**** Extrait choisi

La chronique onirique de Page – Episode 38

Posté dans : Feuilleton 1
Bienvenue dans ce petit coin de Toile. Mon nom est Page. Parce que parfois vous écrivez sur la page et, aujourd'hui, la Page écrit sur vous. Ceci est son domaine.

Cette semaine, nos sérendipités nous emmèneront faire un petit tour dans le dictionnaire, à la redécouverte d’un mot étrange et quelque peu inquiétant, avant de nous emmener sur les rivages plus cléments de la douceur de vivre. Alors asseyez-vous confortablement, respirez profondément, et laissez la Page vous emmener dans ses petits coins.

Rendre doux.

C’est un petit mot que l’on rencontre – sous sa forme substantivée et pour peu que l’on soigne sa ligne – quotidiennement ou presque. C’est un chimiste de garage, l’air inoffensif mais dont on ignore ce qu’il fait exactement, espérant simplement qu’au moment crucial sa main ne tremblera pas. Il fait un peu peur, sans doute parce qu’il sent fort le Serono ou le Novartis. Il est familier sans être domestiqué, il est là sans que l’on sache vraiment d’où il vient, et il faut bien vivre avec pour éviter le surpoids et son cortège de maladies cardiovasculaires assorties. Ses voisins sont des barbares comme l’acide acétylsalicylique, le paracétamol, ou d’autres substances plus étranges encore, qui semblent ne pas pouvoir se passer de lui sur les notices des médicaments, où il est rangé dans la catégorie des excipients (autre mot désagréable à la lecture, dont on s’attend à ce qu’il nous surprenne au détour d’une ruelle sombre, un immense seringue à la main).

Lorsque l’on aime la cuisine, lorsque l’on risque volontiers un doigt inquisiteur dans les plats, on ne le regarde pas sans une certaine appréhension, voire un mépris total. Qui mettrait un tel produit chimique dans un dessert réalisé avec amour ? Seuls d’insipides philistins, qui ne connaissent rien à la bonne chère se serviraient d’une telle famille d’ingrédients, alors que d’autres, plus nobles, sont toujours là pour jouer le même rôle.

********

=== Activités ===
A: Traduisez en anglais cette phrase de l'extrait : « Qui mettrait un tel produit chimique dans un dessert réalisé avec amour ? »
B: Répondez à ces questions d'après l'extrait :
(i) Quel nom se donne celle qui souhaite la bienvenue au lecteur ?
(ii) Dans quelle catégorie le mot est-il rangé sur les notices des médicaments ?
(iii) Quelles deux substances sont nommées parmi ses voisins ?
Les entrées n'ont aucun rapport avec l'extrait.

**** Données fournies

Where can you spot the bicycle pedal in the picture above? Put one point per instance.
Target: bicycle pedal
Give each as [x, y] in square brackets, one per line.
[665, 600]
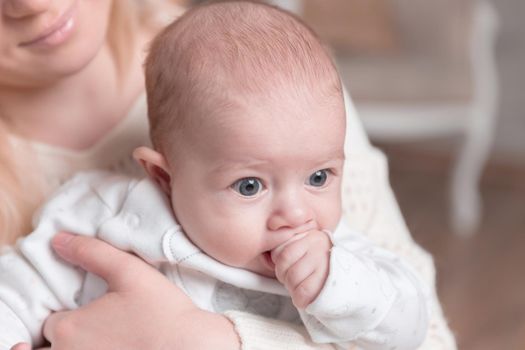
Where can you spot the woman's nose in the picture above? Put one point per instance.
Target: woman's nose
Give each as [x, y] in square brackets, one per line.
[18, 9]
[290, 212]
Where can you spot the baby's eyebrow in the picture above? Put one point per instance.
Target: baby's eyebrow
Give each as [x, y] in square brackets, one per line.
[235, 164]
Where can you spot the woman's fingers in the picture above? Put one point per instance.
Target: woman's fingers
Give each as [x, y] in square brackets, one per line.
[117, 268]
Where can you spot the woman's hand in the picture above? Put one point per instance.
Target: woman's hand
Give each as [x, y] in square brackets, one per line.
[141, 310]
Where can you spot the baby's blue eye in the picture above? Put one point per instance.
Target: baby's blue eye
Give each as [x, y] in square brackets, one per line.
[248, 187]
[318, 178]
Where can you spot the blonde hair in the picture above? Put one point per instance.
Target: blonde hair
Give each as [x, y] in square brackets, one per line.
[21, 190]
[218, 52]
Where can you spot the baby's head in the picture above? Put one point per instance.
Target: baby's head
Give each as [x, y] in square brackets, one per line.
[247, 121]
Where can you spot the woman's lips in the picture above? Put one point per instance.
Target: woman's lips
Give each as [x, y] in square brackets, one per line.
[57, 33]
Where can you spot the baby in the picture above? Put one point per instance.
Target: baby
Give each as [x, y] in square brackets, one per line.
[242, 205]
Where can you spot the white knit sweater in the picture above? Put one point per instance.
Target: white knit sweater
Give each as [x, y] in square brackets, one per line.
[369, 205]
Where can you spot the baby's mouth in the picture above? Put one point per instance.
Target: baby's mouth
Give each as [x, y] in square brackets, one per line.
[268, 258]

********

=== Corrigé ===
A: Who would put such a chemical into a dessert made with love?

B:
(i) Page.
(ii) Dans la catégorie des excipients.
(iii) L'acide acétylsalicylique et le paracétamol.